▶ **Selected text**
** Start **
You are viewing a plain text version of this content. The canonical link for it is here.
Posted to general@xml.apache.org by Andy Clark <an...@apache.org> on 2000/12/04 05:37:51 UTC

[Sample] Parsing XML Documents on Socket

We have another posting about how to read XML documents on a
socket connection. Instead of answering the question, I've
done one better by writing a new sample that shows you how
to read XML documents from a socket connection!

The solution to reading an XML document on a socket is to wrap 
the input and output with a protocol. This enables the parser 
to parse a document on the socket stream and detect the end of 
the document and (even more important) not close the socket 
connection by closing the input stream.

My sample code works regardless of the encoding of the XML
document and is general enough that it can be used to handle
any variable length data being transferred on a socket. This
is basically how it works: the server "wraps" the output 
stream when sending the XML document and the client "unwraps"
** End **
▶ **Entries shown**
** Start **
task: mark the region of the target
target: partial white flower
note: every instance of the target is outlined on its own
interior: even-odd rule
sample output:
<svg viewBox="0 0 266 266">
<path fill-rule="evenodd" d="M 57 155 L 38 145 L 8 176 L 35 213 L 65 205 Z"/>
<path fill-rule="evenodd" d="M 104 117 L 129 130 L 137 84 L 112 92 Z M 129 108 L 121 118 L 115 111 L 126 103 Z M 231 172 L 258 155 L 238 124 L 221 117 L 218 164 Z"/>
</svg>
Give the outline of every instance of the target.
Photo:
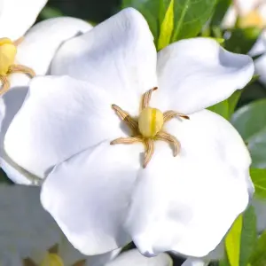
<svg viewBox="0 0 266 266">
<path fill-rule="evenodd" d="M 116 257 L 119 249 L 97 256 L 85 256 L 74 249 L 43 210 L 39 195 L 38 187 L 0 185 L 1 266 L 20 266 L 23 260 L 30 260 L 36 265 L 50 265 L 42 262 L 59 261 L 63 262 L 59 265 L 65 266 L 78 262 L 82 262 L 80 265 L 103 266 Z M 52 246 L 56 248 L 49 252 Z"/>
<path fill-rule="evenodd" d="M 225 15 L 223 27 L 233 27 L 238 15 L 240 18 L 240 27 L 266 27 L 266 1 L 265 0 L 235 0 Z M 249 51 L 250 56 L 262 55 L 255 60 L 255 72 L 260 75 L 260 81 L 266 84 L 266 31 L 263 30 L 261 36 Z"/>
<path fill-rule="evenodd" d="M 4 150 L 24 176 L 44 180 L 43 205 L 70 242 L 86 254 L 132 239 L 147 256 L 215 249 L 254 188 L 241 137 L 203 109 L 250 81 L 252 59 L 209 38 L 157 55 L 145 19 L 125 9 L 62 45 L 51 71 L 82 82 L 35 78 Z"/>
<path fill-rule="evenodd" d="M 0 9 L 0 93 L 7 92 L 0 103 L 4 119 L 0 129 L 0 147 L 13 116 L 25 99 L 30 77 L 50 74 L 51 59 L 59 46 L 92 27 L 82 20 L 61 17 L 36 24 L 23 36 L 46 2 L 1 1 L 4 7 Z M 17 38 L 20 38 L 20 41 L 13 42 Z M 15 171 L 10 165 L 12 162 L 3 151 L 1 153 L 2 167 L 8 176 L 13 176 L 9 174 Z"/>
</svg>

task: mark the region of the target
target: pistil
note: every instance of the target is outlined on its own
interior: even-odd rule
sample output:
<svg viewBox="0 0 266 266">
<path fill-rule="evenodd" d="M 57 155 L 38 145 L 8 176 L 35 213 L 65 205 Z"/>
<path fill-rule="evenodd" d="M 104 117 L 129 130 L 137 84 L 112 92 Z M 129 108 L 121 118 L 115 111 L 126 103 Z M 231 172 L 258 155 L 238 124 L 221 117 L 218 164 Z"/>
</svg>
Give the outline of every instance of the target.
<svg viewBox="0 0 266 266">
<path fill-rule="evenodd" d="M 0 95 L 5 93 L 10 88 L 8 76 L 13 73 L 23 73 L 31 78 L 35 75 L 35 71 L 23 65 L 14 64 L 17 54 L 17 45 L 20 43 L 22 38 L 12 42 L 8 38 L 0 38 L 0 82 L 2 88 Z"/>
</svg>

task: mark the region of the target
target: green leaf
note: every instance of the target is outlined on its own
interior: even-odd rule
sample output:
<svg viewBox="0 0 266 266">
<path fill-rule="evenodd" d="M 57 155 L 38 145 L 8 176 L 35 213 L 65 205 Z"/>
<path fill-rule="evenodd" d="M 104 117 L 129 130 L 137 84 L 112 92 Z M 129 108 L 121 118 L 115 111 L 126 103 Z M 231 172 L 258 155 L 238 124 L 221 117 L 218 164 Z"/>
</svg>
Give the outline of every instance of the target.
<svg viewBox="0 0 266 266">
<path fill-rule="evenodd" d="M 255 188 L 255 195 L 266 199 L 266 169 L 251 168 L 250 176 Z"/>
<path fill-rule="evenodd" d="M 62 16 L 64 16 L 64 14 L 59 9 L 50 6 L 45 6 L 40 13 L 40 17 L 43 20 L 48 20 Z"/>
<path fill-rule="evenodd" d="M 166 0 L 122 0 L 122 8 L 134 7 L 144 15 L 154 36 L 155 43 L 157 43 L 160 18 L 162 22 L 162 18 L 164 18 L 165 13 L 162 11 L 165 3 Z"/>
<path fill-rule="evenodd" d="M 238 53 L 247 53 L 254 46 L 262 30 L 256 27 L 234 28 L 225 41 L 225 49 Z"/>
<path fill-rule="evenodd" d="M 225 251 L 231 266 L 239 266 L 243 216 L 239 215 L 225 237 Z"/>
<path fill-rule="evenodd" d="M 243 214 L 239 266 L 246 266 L 257 242 L 256 215 L 250 206 Z"/>
<path fill-rule="evenodd" d="M 4 184 L 13 184 L 6 176 L 6 174 L 3 171 L 2 168 L 0 168 L 0 184 L 4 183 Z"/>
<path fill-rule="evenodd" d="M 216 0 L 176 0 L 172 42 L 197 36 L 215 5 Z"/>
<path fill-rule="evenodd" d="M 231 4 L 231 0 L 219 0 L 215 13 L 211 20 L 211 26 L 220 26 L 228 8 Z"/>
<path fill-rule="evenodd" d="M 158 50 L 161 50 L 170 43 L 174 30 L 174 0 L 171 0 L 165 13 L 164 20 L 160 25 Z"/>
<path fill-rule="evenodd" d="M 171 0 L 122 0 L 122 8 L 134 7 L 146 19 L 158 43 L 166 12 L 169 9 Z M 216 0 L 173 0 L 174 29 L 171 42 L 195 37 L 202 27 L 211 17 Z M 160 31 L 163 35 L 164 33 Z"/>
<path fill-rule="evenodd" d="M 252 266 L 266 265 L 266 231 L 264 231 L 259 238 L 254 251 L 250 258 L 250 264 Z"/>
<path fill-rule="evenodd" d="M 239 108 L 231 117 L 252 156 L 252 167 L 266 168 L 266 99 Z"/>
<path fill-rule="evenodd" d="M 221 263 L 231 266 L 246 266 L 257 241 L 256 216 L 250 206 L 240 215 L 225 237 L 226 256 Z"/>
</svg>

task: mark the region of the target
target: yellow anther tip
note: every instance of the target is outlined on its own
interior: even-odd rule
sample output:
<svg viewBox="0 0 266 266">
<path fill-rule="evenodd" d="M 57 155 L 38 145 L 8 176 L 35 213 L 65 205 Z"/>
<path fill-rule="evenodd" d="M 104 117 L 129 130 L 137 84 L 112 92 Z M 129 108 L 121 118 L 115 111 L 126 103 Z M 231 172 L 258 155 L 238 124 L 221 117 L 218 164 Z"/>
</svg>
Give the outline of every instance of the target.
<svg viewBox="0 0 266 266">
<path fill-rule="evenodd" d="M 247 13 L 246 16 L 239 18 L 239 26 L 240 27 L 256 27 L 259 28 L 264 27 L 266 21 L 258 11 L 254 10 Z"/>
<path fill-rule="evenodd" d="M 14 63 L 17 48 L 12 43 L 0 40 L 0 74 L 6 74 L 9 67 Z"/>
<path fill-rule="evenodd" d="M 163 113 L 152 107 L 145 108 L 138 118 L 138 129 L 145 137 L 153 137 L 163 126 Z"/>
<path fill-rule="evenodd" d="M 47 254 L 40 266 L 64 266 L 62 259 L 56 254 Z"/>
</svg>

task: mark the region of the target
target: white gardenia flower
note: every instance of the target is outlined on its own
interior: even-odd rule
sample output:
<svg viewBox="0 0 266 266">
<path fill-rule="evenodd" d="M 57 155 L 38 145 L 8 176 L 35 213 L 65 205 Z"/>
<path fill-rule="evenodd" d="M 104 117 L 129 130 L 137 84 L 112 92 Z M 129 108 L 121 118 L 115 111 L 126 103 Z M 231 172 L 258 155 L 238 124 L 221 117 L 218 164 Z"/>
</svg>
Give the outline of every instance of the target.
<svg viewBox="0 0 266 266">
<path fill-rule="evenodd" d="M 103 266 L 116 257 L 119 249 L 97 256 L 74 249 L 43 210 L 39 195 L 38 187 L 0 184 L 1 266 L 72 266 L 78 262 L 79 266 Z"/>
<path fill-rule="evenodd" d="M 90 255 L 132 239 L 146 256 L 215 249 L 254 187 L 239 133 L 204 108 L 245 87 L 252 59 L 209 38 L 157 54 L 129 8 L 62 45 L 51 71 L 73 77 L 32 81 L 4 150 L 43 180 L 42 203 L 70 242 Z"/>
<path fill-rule="evenodd" d="M 92 27 L 82 20 L 61 17 L 43 20 L 27 32 L 46 2 L 0 0 L 0 94 L 7 91 L 0 98 L 0 119 L 4 120 L 0 147 L 13 116 L 24 101 L 31 77 L 51 74 L 50 65 L 59 47 Z M 1 153 L 1 166 L 9 175 L 15 169 L 4 153 Z"/>
<path fill-rule="evenodd" d="M 251 204 L 255 211 L 257 233 L 261 235 L 266 230 L 266 200 L 254 198 Z M 188 258 L 182 266 L 207 266 L 213 261 L 219 261 L 224 258 L 224 242 L 223 240 L 217 247 L 207 256 L 202 258 Z"/>
<path fill-rule="evenodd" d="M 236 5 L 232 5 L 227 12 L 222 23 L 225 28 L 233 27 L 238 14 L 239 16 L 239 27 L 255 27 L 265 28 L 266 27 L 266 0 L 236 0 Z M 255 72 L 260 75 L 260 81 L 266 84 L 266 31 L 262 31 L 258 41 L 249 51 L 250 56 L 262 55 L 254 62 Z"/>
</svg>

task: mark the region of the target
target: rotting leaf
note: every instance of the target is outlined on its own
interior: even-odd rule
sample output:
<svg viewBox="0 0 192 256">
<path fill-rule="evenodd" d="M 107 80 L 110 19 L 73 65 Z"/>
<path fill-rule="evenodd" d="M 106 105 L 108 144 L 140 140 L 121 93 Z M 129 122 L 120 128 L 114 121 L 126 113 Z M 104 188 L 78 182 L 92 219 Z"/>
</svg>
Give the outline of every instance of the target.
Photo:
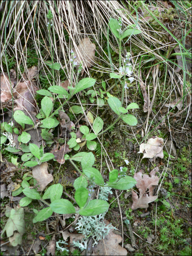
** End **
▶ **Short exercise 1**
From the post about parsing XML documents on a socket, copy the part that opens with the words containing "[Sample] Parsing XML" and closes with "the input stream.".
▶ **Short exercise 2**
According to the post about parsing XML documents on a socket, what is the solution to reading an XML document on a socket?

▶ **Written reply 1**
[Sample] Parsing XML Documents on Socket

We have another posting about how to read XML documents on a
socket connection. Instead of answering the question, I've
done one better by writing a new sample that shows you how
to read XML documents from a socket connection!

The solution to reading an XML document on a socket is to wrap 
the input and output with a protocol. This enables the parser 
to parse a document on the socket stream and detect the end of 
the document and (even more important) not close the socket 
connection by closing the input stream.

▶ **Written reply 2**
Wrap the input and output with a protocol.